EXERCISE REQUIREMENTS
Reproduce the whole listing, character for character.
# # # # # # #
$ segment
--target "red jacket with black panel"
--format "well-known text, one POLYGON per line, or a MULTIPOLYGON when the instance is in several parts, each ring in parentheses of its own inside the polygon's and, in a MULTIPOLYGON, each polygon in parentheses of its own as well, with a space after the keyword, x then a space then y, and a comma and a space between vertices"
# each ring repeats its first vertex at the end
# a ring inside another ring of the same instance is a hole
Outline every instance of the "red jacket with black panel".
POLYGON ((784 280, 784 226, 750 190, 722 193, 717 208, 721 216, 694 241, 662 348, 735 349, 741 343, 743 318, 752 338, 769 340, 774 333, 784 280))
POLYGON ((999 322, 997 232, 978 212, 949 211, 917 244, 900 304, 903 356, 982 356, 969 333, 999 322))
# # # # # # #
RESPONSE BELOW
$ segment
--target "red jacket with black panel"
--format "well-known text, one POLYGON per line, or a MULTIPOLYGON when the instance is in several parts, each ring in parentheses of its own inside the polygon's and, in a MULTIPOLYGON, each polygon in parentheses of its own as well, with a space after the keyword, x then a space then y, and a comma and a space between vertices"
# each ring repeats its first vertex at the end
# a ring inside another ring of the same instance is a hole
Outline every instance of the "red jacket with black panel".
POLYGON ((784 280, 784 226, 750 190, 722 193, 717 208, 721 216, 694 241, 662 348, 735 349, 741 343, 743 318, 752 338, 769 340, 774 333, 784 280))
POLYGON ((999 322, 997 232, 978 212, 949 211, 917 244, 900 304, 903 356, 982 356, 969 333, 999 322))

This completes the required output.